■ Consignes de l'exercice ■
**1.** Relevez toutes les activités que, d'après l'extrait sur l'Inclusive Business touristique, le secteur du tourisme comprend.
**2.** Recopiez fidèlement, dans l'extrait sur l'Inclusive Business touristique, le passage qui s'ouvre sur les mots contenant « Il faut bien » et se clôt sur « l’artisanat, l’aérien, etc. ».

■ Texte cité ■
____

Vers un « inclusive tourist business » ?

En comparant ces différentes procédures et concepts, il apparaît clairement que l’Inclusive Business appliqué au secteur du tourisme est une procédure appliquée du concept de Pro-Poor Tourism développé par les universitaires anglais. Le tourisme communautaire est lui en revanche un exemple d’Inclusive Business en permettant à des communautés locales à faible revenu de proposer des prestations à des entreprises comme des tour-opérateurs étrangers, améliorant ainsi leurs conditions de vie et valorisant leurs patrimoines locaux.

 

En revanche, nous ne pouvons pas dire que le tourisme communautaire est la seule forme appliquée du concept d’Inclusive Business dans le secteur du tourisme.

Il faut bien comprendre que le secteur du tourisme comprend non pas uniquement le tour-operating, mais également l’hébergement, la restauration, l’artisanat, l’aérien, etc.

____

■ Entrées présentées ■
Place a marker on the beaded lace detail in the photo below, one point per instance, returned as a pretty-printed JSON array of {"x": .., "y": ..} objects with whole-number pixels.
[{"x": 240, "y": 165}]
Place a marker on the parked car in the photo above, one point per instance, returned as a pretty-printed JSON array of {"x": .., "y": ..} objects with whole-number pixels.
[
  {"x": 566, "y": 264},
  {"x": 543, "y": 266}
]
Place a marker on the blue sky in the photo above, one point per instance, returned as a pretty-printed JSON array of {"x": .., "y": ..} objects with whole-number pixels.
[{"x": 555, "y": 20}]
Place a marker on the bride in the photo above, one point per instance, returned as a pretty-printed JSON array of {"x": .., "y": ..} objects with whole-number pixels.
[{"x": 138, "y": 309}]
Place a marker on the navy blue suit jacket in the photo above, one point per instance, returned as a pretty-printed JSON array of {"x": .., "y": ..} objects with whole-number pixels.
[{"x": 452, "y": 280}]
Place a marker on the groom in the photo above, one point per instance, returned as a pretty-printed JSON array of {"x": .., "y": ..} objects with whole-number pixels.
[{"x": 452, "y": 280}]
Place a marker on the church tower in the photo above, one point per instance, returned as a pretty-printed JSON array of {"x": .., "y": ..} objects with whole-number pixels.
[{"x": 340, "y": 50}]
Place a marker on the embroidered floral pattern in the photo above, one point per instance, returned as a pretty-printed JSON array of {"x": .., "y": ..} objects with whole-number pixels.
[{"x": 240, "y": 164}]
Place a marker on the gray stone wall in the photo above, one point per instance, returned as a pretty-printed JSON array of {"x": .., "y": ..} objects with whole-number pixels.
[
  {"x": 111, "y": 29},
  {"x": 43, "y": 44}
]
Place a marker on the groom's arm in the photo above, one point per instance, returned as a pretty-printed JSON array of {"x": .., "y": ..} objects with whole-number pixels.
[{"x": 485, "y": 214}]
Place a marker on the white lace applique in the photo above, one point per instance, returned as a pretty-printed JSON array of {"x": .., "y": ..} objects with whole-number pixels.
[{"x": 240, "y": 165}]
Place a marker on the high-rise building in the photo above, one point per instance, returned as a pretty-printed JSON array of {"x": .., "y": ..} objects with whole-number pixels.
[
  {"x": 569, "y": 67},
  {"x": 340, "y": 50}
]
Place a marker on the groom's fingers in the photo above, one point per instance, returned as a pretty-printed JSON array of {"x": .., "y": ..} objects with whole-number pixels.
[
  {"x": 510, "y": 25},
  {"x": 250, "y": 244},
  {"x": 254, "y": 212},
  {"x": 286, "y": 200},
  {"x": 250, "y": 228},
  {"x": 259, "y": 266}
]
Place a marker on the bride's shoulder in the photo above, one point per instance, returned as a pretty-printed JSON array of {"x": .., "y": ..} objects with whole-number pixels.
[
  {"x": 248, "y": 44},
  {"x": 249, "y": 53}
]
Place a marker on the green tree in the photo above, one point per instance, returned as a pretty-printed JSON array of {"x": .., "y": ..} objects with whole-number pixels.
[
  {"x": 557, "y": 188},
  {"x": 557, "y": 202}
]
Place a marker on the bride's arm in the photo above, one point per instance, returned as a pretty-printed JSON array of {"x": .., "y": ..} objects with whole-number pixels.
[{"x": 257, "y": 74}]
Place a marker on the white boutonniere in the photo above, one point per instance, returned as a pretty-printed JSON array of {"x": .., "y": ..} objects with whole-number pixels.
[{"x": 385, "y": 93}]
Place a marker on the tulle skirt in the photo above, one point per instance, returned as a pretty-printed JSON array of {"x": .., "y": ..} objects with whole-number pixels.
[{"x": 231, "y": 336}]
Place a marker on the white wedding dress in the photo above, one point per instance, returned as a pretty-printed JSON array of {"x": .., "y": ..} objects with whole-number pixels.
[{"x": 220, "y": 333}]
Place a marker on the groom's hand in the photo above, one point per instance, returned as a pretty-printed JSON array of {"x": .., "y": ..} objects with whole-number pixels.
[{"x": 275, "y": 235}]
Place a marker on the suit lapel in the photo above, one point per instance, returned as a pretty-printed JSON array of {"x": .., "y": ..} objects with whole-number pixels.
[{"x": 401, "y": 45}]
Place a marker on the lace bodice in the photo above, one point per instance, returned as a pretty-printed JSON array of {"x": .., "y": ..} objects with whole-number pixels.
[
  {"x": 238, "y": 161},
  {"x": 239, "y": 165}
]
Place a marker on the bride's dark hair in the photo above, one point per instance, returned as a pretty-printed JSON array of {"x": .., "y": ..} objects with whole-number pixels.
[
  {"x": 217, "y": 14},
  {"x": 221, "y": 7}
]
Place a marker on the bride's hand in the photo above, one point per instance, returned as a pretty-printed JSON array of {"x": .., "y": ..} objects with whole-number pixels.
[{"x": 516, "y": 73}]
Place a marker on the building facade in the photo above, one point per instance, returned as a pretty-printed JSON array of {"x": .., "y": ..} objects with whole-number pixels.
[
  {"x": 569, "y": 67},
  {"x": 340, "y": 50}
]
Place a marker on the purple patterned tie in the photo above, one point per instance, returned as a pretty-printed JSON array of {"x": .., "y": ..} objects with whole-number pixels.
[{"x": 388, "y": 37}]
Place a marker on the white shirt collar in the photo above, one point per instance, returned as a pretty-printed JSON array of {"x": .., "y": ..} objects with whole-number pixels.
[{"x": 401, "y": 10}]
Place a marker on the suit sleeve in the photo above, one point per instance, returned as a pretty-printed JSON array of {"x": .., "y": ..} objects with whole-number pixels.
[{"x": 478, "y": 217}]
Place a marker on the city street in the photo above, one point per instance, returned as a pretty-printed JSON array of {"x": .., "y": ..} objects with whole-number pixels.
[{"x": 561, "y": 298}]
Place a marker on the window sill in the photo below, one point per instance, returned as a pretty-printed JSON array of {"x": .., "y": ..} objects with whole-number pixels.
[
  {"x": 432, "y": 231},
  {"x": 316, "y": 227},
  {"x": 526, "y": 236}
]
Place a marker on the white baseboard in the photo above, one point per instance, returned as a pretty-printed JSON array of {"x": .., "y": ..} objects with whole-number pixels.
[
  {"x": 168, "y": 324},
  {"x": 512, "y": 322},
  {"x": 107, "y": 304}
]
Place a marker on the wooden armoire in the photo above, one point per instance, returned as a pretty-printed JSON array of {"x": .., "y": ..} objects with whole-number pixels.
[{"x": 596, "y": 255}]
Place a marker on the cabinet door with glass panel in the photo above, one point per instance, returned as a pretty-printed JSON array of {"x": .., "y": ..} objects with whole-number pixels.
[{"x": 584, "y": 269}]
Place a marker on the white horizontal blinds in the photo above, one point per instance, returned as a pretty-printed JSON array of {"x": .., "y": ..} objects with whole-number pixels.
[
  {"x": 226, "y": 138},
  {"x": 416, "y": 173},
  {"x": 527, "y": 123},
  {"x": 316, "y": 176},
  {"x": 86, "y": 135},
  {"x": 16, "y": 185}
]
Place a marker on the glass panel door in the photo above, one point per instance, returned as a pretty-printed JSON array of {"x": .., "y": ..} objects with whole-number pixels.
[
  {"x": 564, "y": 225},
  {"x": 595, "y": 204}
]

____

■ Les réponses ■
**1.**
- le tour-operating
- l'hébergement
- la restauration
- l'artisanat
- l'aérien

**2.**
Il faut bien comprendre que le secteur du tourisme comprend non pas uniquement le tour-operating, mais également l’hébergement, la restauration, l’artisanat, l’aérien, etc.